§ THE INPUT:

.....

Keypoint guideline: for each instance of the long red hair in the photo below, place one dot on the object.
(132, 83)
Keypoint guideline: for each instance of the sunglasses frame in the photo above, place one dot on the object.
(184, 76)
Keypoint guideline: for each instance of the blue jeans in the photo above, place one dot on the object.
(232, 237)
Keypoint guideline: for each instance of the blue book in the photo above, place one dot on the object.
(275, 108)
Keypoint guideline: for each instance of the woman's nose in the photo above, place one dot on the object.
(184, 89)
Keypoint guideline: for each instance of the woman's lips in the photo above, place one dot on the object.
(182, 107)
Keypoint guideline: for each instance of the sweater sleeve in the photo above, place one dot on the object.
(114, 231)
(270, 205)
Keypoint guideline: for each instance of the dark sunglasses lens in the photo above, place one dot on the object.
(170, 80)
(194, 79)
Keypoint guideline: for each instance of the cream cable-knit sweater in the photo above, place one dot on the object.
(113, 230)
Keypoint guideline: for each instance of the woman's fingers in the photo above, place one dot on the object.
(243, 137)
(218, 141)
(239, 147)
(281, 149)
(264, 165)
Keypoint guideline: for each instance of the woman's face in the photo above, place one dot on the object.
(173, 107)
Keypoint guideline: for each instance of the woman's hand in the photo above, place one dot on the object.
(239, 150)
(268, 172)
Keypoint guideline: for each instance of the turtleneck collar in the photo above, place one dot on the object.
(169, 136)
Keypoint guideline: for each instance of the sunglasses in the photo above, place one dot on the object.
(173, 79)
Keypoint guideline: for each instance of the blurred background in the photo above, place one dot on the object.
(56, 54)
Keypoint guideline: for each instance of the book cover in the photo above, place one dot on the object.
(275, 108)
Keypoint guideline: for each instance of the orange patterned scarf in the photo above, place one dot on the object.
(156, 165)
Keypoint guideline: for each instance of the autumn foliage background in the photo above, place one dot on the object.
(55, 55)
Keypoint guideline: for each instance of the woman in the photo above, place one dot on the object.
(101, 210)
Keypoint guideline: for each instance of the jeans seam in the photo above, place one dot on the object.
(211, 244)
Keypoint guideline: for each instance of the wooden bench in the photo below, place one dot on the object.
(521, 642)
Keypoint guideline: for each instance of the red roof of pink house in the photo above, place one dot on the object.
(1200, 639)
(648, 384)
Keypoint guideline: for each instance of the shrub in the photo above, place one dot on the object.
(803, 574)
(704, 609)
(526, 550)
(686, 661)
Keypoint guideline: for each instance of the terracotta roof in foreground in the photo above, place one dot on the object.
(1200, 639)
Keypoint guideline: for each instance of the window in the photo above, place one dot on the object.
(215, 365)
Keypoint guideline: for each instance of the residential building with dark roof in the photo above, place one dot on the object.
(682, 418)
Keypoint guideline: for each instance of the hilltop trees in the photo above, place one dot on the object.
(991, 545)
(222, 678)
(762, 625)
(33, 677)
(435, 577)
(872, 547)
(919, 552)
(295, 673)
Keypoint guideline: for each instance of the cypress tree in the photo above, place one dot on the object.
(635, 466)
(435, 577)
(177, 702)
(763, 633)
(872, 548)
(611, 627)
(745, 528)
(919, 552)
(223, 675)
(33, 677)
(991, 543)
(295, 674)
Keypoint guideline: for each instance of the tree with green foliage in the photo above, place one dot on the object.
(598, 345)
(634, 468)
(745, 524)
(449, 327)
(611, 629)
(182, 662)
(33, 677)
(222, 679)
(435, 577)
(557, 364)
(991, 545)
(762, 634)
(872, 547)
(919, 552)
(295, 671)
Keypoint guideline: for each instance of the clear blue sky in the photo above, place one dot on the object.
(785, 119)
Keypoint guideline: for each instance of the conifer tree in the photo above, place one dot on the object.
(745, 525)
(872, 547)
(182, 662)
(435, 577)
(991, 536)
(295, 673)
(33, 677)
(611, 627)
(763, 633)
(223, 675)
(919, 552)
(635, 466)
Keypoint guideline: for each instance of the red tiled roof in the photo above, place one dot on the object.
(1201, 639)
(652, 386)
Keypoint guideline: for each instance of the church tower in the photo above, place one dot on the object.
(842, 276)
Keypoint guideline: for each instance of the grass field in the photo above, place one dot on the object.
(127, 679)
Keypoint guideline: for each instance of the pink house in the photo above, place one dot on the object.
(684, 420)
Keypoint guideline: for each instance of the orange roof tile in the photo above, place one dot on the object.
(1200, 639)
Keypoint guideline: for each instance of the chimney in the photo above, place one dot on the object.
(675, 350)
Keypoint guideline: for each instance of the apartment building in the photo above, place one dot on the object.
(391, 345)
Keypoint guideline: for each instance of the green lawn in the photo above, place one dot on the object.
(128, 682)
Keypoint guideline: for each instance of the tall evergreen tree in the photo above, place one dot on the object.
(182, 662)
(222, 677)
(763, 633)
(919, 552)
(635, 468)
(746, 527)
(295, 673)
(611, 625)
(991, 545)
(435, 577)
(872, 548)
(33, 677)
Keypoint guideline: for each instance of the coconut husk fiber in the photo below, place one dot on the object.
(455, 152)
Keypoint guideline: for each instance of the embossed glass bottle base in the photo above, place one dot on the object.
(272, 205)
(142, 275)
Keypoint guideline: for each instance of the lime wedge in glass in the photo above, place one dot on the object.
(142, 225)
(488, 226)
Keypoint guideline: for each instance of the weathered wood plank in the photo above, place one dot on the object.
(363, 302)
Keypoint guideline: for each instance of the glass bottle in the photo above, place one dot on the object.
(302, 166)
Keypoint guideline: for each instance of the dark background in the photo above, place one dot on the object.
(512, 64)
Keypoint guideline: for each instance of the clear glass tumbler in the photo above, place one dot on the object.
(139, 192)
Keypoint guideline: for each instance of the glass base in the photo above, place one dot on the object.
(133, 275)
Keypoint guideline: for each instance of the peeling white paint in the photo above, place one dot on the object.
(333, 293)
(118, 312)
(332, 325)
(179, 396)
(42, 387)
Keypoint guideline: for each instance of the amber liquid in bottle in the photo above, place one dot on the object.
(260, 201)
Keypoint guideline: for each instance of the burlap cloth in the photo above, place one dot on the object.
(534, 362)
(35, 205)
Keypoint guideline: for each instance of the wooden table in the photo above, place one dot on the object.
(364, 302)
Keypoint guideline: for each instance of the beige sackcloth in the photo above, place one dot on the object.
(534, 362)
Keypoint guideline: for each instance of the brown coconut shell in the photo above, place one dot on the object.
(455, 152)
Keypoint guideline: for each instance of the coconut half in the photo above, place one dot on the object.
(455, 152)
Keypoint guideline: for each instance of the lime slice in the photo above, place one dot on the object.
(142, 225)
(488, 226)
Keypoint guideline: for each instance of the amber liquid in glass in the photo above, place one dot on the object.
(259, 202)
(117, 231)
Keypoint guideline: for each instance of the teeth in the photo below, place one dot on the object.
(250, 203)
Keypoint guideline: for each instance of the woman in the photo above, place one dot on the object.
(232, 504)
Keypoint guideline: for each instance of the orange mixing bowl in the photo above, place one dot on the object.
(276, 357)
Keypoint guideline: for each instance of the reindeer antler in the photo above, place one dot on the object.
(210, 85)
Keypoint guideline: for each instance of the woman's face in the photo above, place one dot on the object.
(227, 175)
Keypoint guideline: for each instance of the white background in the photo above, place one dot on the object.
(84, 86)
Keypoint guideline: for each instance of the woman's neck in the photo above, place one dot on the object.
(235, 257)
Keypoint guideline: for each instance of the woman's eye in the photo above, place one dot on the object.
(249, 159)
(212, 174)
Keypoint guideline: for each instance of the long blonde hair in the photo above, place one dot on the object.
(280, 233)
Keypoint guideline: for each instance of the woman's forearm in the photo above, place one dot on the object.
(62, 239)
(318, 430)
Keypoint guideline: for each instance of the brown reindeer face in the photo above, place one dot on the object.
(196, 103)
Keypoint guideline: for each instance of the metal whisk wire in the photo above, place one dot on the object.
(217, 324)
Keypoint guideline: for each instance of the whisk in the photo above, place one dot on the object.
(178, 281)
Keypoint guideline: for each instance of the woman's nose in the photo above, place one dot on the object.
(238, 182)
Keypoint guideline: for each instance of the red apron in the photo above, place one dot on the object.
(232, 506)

.....

§ TASK INSTRUCTIONS: Lines from the one containing "Keypoint guideline: for each instance of the woman's forearm" through the final line of the entries are the only ones to print, and each must match exactly.

§ ANSWER TO THIS PROBLEM:
Keypoint guideline: for each instance of the woman's forearm in the photo above, place one dot on the object.
(62, 239)
(318, 430)
Keypoint guideline: for each instance of the brown reindeer face in the photo above, place one dot on the object.
(196, 103)
Keypoint guideline: for each instance of the metal whisk wire in the photo above, place one dot on the object.
(217, 324)
Keypoint guideline: for each instance of the whisk in the photo above, place one dot on the object.
(178, 281)
Keypoint guideline: for each instance of the woman's nose in the photo above, place one dot on the object.
(238, 182)
Keypoint guideline: for each instance of the red apron in the photo above, place one dot on the object.
(232, 506)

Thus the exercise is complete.